■ Task statement
One range is to be output from the listing below, exactly as written: the line with "of the exposed" to the line with "of the overcast", both kept.

■ Supplied material
*** Begin section ***

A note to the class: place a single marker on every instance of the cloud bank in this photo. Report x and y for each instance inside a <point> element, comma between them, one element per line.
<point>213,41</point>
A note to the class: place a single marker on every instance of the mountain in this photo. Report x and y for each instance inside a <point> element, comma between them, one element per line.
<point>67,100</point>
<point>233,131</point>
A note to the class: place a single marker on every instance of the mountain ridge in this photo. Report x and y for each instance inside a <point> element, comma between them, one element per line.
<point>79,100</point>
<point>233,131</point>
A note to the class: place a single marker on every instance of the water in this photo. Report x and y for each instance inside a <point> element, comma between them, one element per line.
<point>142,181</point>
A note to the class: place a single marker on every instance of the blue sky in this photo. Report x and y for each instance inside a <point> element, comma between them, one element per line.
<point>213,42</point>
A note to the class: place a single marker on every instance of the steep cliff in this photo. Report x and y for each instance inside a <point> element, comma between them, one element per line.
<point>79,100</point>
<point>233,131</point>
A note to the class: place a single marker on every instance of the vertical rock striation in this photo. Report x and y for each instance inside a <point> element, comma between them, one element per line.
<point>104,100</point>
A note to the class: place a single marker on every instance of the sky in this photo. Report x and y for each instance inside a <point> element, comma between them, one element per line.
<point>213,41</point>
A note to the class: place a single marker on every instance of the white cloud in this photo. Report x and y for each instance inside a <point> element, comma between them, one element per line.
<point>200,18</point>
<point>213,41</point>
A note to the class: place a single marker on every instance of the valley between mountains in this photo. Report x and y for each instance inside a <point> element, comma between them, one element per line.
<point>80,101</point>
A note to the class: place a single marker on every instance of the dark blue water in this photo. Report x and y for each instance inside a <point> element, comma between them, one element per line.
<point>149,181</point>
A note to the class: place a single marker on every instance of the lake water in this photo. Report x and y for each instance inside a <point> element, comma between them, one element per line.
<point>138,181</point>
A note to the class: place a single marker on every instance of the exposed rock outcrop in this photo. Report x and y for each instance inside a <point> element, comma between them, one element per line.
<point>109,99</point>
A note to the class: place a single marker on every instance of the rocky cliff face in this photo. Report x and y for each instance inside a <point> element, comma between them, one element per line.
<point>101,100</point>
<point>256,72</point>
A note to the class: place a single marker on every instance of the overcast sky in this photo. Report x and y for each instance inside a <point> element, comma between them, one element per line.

*** End section ***
*** Begin section ***

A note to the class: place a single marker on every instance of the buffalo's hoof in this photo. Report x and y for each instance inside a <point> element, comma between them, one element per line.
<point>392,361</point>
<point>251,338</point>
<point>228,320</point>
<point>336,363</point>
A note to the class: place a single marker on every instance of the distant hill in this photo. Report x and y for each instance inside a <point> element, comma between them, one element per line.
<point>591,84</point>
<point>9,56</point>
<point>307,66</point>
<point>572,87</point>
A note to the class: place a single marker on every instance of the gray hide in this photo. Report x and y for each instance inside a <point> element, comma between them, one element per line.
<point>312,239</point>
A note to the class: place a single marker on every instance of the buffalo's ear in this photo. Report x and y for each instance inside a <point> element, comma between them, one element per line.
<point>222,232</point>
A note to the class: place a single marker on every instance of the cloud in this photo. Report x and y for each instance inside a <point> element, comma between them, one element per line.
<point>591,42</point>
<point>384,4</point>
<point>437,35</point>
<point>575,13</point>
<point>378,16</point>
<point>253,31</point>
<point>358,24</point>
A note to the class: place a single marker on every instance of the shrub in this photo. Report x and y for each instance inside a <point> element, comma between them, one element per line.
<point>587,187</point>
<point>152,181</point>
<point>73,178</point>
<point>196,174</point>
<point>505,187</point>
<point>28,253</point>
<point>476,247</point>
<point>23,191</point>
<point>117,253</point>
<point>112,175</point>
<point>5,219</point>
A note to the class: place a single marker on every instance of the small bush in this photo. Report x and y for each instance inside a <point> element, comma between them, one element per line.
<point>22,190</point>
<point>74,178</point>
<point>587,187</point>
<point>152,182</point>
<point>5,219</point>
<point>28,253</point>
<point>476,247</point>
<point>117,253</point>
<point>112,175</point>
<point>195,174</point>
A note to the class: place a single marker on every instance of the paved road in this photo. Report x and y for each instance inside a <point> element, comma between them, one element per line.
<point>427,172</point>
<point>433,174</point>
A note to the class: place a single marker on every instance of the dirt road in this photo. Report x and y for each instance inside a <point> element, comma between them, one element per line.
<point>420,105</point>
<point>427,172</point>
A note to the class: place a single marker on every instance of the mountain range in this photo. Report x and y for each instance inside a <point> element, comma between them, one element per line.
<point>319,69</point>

*** End section ***

■ Result of the task
A note to the class: place a single marker on every instance of the exposed rock outcrop in this photo. Report x and y for each instance inside a <point> element, comma between them, one element per line.
<point>109,99</point>
A note to the class: place a single marker on every instance of the rocky cliff face in this photo. Report x and y for each instance inside a <point> element, comma between them, one element per line.
<point>101,100</point>
<point>256,72</point>
A note to the class: place a single marker on every instance of the overcast sky in this photo. Report x and y for each instance inside a <point> element, comma between them, one element per line.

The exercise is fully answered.